TASK STATEMENT:
Copy all of the material exactly. Pictures are not to appear in the copy.

-- start --

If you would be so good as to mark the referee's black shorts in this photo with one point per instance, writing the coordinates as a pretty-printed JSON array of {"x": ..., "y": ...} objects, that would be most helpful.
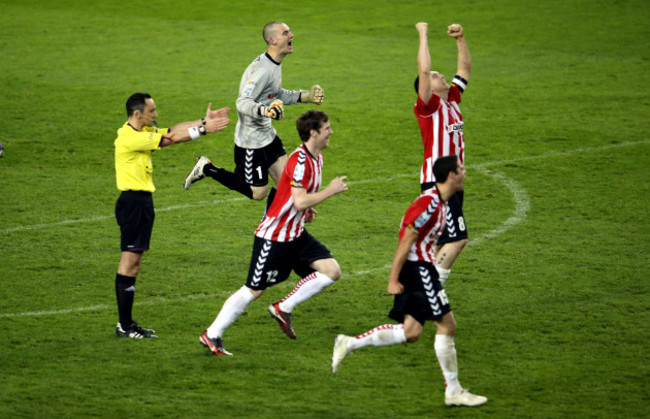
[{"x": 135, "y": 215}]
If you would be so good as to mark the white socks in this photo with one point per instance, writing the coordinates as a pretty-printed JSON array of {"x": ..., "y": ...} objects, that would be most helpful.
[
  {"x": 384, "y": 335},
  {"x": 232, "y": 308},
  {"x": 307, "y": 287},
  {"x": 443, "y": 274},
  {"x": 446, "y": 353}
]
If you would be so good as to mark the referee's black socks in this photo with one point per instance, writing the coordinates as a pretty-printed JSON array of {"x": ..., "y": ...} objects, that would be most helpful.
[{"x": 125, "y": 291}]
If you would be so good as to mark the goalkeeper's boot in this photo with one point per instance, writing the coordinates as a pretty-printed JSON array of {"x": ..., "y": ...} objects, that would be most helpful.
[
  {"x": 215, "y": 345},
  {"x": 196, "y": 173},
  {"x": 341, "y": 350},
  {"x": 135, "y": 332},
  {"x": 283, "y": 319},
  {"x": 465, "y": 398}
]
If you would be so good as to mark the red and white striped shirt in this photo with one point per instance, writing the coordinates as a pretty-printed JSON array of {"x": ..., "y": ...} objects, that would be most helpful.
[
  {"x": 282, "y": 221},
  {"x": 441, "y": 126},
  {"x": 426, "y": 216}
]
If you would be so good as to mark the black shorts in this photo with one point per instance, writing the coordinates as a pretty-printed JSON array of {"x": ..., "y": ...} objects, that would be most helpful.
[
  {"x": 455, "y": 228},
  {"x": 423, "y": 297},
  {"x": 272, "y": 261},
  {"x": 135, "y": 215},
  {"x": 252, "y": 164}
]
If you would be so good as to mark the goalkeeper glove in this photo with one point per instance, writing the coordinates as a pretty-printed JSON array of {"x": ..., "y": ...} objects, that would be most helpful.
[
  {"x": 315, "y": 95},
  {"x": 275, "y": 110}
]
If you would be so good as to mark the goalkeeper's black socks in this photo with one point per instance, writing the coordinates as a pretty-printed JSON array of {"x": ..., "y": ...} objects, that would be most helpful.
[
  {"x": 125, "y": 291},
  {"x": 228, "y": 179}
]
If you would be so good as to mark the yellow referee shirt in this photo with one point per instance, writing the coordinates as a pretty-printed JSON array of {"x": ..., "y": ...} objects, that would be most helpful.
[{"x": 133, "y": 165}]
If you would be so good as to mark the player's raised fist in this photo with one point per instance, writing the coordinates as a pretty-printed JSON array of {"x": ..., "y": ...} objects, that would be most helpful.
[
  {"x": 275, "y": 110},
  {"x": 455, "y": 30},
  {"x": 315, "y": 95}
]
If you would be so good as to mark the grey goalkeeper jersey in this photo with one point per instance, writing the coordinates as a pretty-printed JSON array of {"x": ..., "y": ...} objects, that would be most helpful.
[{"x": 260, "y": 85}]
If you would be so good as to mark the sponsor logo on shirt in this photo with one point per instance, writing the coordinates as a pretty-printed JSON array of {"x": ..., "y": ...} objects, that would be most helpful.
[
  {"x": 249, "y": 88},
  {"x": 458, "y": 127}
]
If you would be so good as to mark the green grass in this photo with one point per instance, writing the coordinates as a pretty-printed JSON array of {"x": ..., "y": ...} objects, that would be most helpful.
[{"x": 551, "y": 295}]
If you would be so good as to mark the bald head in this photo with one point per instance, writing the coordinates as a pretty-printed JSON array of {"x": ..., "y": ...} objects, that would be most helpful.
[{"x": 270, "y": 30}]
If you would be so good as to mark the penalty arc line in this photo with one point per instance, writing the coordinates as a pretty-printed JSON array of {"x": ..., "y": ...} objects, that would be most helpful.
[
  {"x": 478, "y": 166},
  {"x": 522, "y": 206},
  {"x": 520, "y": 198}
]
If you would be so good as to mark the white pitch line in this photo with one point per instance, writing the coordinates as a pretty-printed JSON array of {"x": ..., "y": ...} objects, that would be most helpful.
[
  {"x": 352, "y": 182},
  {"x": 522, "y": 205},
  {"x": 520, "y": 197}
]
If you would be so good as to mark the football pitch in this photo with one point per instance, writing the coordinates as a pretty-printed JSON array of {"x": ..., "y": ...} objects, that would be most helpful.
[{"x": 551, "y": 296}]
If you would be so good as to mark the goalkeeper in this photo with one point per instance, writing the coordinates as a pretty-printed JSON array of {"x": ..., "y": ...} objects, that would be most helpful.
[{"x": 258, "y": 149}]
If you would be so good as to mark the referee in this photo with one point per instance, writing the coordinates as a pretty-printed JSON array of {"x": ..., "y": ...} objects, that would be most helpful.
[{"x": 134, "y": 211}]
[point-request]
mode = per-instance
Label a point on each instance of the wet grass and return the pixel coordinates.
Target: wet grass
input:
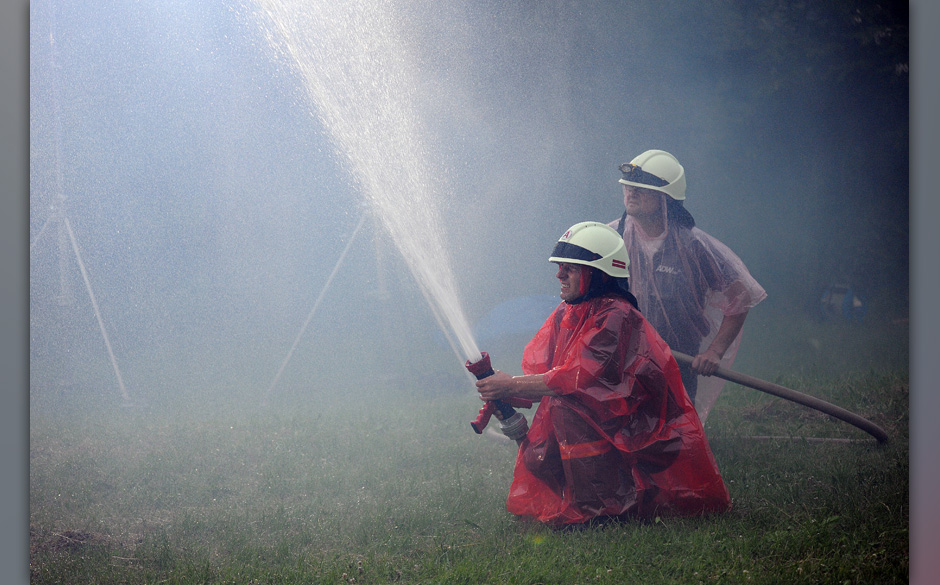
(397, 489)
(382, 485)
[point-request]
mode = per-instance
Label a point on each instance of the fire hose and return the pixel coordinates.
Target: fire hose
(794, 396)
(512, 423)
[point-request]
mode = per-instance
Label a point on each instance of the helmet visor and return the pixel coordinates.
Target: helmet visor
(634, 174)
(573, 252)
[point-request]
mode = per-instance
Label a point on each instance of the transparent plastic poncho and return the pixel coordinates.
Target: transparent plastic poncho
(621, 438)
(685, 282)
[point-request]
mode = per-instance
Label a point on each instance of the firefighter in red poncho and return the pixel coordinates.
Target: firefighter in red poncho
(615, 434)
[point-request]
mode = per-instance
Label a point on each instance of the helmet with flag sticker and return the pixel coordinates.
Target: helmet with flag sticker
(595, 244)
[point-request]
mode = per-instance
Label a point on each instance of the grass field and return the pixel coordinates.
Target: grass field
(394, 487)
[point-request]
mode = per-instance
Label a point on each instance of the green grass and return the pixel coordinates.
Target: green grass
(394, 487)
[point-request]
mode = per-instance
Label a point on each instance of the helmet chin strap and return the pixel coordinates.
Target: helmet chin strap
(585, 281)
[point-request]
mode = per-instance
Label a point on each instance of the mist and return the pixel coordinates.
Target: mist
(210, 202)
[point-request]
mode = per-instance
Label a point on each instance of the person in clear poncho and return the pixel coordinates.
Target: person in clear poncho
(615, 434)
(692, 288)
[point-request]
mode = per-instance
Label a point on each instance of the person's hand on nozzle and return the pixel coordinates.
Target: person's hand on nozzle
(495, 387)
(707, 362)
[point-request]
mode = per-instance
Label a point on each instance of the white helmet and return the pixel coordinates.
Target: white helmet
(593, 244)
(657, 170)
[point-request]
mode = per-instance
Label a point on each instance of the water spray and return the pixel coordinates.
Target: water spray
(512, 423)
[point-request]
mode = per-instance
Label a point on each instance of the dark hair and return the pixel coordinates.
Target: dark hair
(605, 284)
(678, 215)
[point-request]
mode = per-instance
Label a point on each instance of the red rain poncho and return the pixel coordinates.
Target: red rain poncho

-- end --

WORKED SOLUTION:
If you would be so good as to mark the referee's black shorts in this photo with one point per instance, writing the coordinates as a pretty-printed JSON array of {"x": ..., "y": ...} objects, that would be most helpful.
[{"x": 135, "y": 215}]
If you would be so good as to mark the white socks in this photo with one point per instance, writing the coordinates as a pretty-printed JSON array of {"x": ..., "y": ...} objects, that would be most helpful.
[
  {"x": 384, "y": 335},
  {"x": 232, "y": 308},
  {"x": 307, "y": 287},
  {"x": 443, "y": 274},
  {"x": 446, "y": 353}
]
If you would be so good as to mark the referee's black socks in this photo with one point per instance, writing the coordinates as a pretty-printed JSON array of {"x": ..., "y": ...} objects, that would be most helpful.
[{"x": 125, "y": 291}]
If you would be so good as to mark the goalkeeper's boot in this photo with one point per instance, writing the coordinates as a pretty-printed JSON array of {"x": ..., "y": ...} objects, that would be most helpful.
[
  {"x": 215, "y": 345},
  {"x": 196, "y": 173},
  {"x": 341, "y": 350},
  {"x": 135, "y": 332},
  {"x": 283, "y": 319},
  {"x": 465, "y": 398}
]
If you would be so good as to mark the red and white striped shirt in this photo with one point per instance, writing the coordinates as a pretty-printed JSON array of {"x": ..., "y": ...} objects, that would be most helpful.
[
  {"x": 282, "y": 221},
  {"x": 441, "y": 126},
  {"x": 426, "y": 216}
]
If you would be so good as to mark the black shorts in this photo with one point per instance, writing the coordinates as a pretty-printed JSON array of {"x": ..., "y": ...} objects, that would be most helpful.
[
  {"x": 455, "y": 228},
  {"x": 423, "y": 297},
  {"x": 272, "y": 261},
  {"x": 135, "y": 215},
  {"x": 252, "y": 164}
]
If you would be so good as to mark the goalkeeper glove in this photo with one point per instance, writing the coordinates as a pretty-printed JSON array of {"x": ..., "y": ...} objects, that would be most helpful.
[
  {"x": 315, "y": 95},
  {"x": 275, "y": 110}
]
If you would be so good as to mark the goalkeeper's black socks in this photo with one point per instance, writing the coordinates as a pretty-printed JSON array of {"x": ..., "y": ...} objects, that would be most helpful.
[
  {"x": 125, "y": 291},
  {"x": 228, "y": 179}
]
If you would be so good as to mark the yellow referee shirt in this photo with one point per instance, writing the coordinates as a pretty-printed JSON array of {"x": ..., "y": ...} objects, that would be most helpful.
[{"x": 133, "y": 165}]
If you would be so good as to mark the player's raised fist in this photo with one point per instance, writing the coordinates as a pretty-printed JSON array of {"x": ..., "y": ...} objects, that would be most helpful.
[
  {"x": 275, "y": 110},
  {"x": 455, "y": 30},
  {"x": 315, "y": 95}
]
If you would be so good as to mark the grey goalkeeper jersey in this photo with one point per instance, writing the coordinates as a pretty-printed JSON array of {"x": ..., "y": ...} objects, that would be most helpful.
[{"x": 260, "y": 85}]
If you would be so good as to mark the sponsor logo on shirt in this photo with one point per instance, writing the coordinates as a pretty-printed JSON array of {"x": ..., "y": ...} objects, that would be most helpful.
[
  {"x": 249, "y": 88},
  {"x": 458, "y": 127}
]
If you would be so good as to mark the green grass in this photo with one point per instance, writing the coordinates as a pretty-printed JSON array of {"x": ..., "y": ...} objects, that would be most helpful.
[{"x": 551, "y": 295}]
If you would be so good as to mark the bald head in this photo with one point per instance, writing the coordinates as a pretty-printed JSON array of {"x": ..., "y": ...} objects, that would be most helpful.
[{"x": 270, "y": 30}]
If you would be so good as to mark the penalty arc line in this photo with one point per instance, writing the coordinates as a pretty-printed JSON array of {"x": ..., "y": ...} objects, that would be most helpful.
[
  {"x": 478, "y": 166},
  {"x": 522, "y": 206},
  {"x": 520, "y": 198}
]
If you would be so good as to mark the white pitch line in this photo with one point per instance, writing the coordinates as a pretty-printed JSON array of {"x": ..., "y": ...} objects, that would be most helpful.
[
  {"x": 352, "y": 182},
  {"x": 522, "y": 205},
  {"x": 520, "y": 197}
]
If you would be so good as to mark the football pitch in this photo with one point per instance, writing the coordinates as a pretty-printed JSON array of {"x": ..., "y": ...} objects, that would be most helpful.
[{"x": 551, "y": 296}]
If you would be so good as to mark the goalkeeper in this photo with one point per instance, writing the coordinates as a pretty-printed JSON array of {"x": ..., "y": ...} objects, that would be most helpful.
[{"x": 258, "y": 149}]
If you would be so good as to mark the referee in this photo with one point per instance, writing the coordinates as a pretty-printed JSON array of {"x": ..., "y": ...} objects, that would be most helpful.
[{"x": 134, "y": 211}]
[point-request]
mode = per-instance
Label a point on each instance of the wet grass and return the pixel coordinates.
Target: wet grass
input:
(397, 489)
(382, 485)
[point-request]
mode = per-instance
Label a point on each instance of the fire hose and return the pixel coordinates.
Target: fire hose
(794, 396)
(512, 423)
[point-request]
mode = per-instance
Label a point on each instance of the helmet visor and return the pixel coordinates.
Target: helmet visor
(634, 174)
(573, 252)
[point-request]
mode = per-instance
Label a point on each instance of the transparent plastic poncho and return the pixel coordinates.
Target: transparent plastic poncho
(621, 438)
(685, 282)
[point-request]
mode = per-instance
Label a point on each instance of the firefighter in red poncho and return the pixel coordinates.
Target: firefighter in red poncho
(615, 434)
[point-request]
mode = per-instance
Label a point on each instance of the helmet with flag sticker and return the pixel coordinates.
Target: helmet with flag sticker
(595, 244)
[point-request]
mode = per-instance
Label a point on each instance of the grass field and return the pixel coordinates.
Target: grass field
(394, 487)
[point-request]
mode = per-instance
Label a point on each instance of the green grass and return the pixel coordinates.
Target: green grass
(394, 487)
[point-request]
mode = per-instance
Label a point on each instance of the helmet chin strap and return the pixel coordinates.
Target: helmet chin strap
(585, 281)
[point-request]
mode = per-instance
Label a point on each instance of the mist and return the pixel coordinates.
Target: mist
(210, 202)
[point-request]
mode = per-instance
Label a point on each instance of the person in clear poncho and return the pixel coordinates.
Target: person in clear poncho
(615, 434)
(692, 288)
[point-request]
mode = per-instance
Label a point on each instance of the person's hand on nozzle and return the pixel coordinates.
Target: person's hand on nozzle
(495, 387)
(707, 362)
[point-request]
mode = per-instance
Label a point on each instance of the white helmet and return the pixel coordinates.
Target: white helmet
(593, 244)
(657, 170)
[point-request]
mode = per-instance
Label a point on each instance of the water spray and return the pixel coordinates.
Target: water spray
(512, 423)
[point-request]
mode = per-instance
Label a point on each instance of the dark hair and return the pixel coordinates.
Target: dark hair
(605, 284)
(678, 215)
[point-request]
mode = per-instance
Label a point on each instance of the red rain poncho and return the pixel coordinates.
Target: red rain poncho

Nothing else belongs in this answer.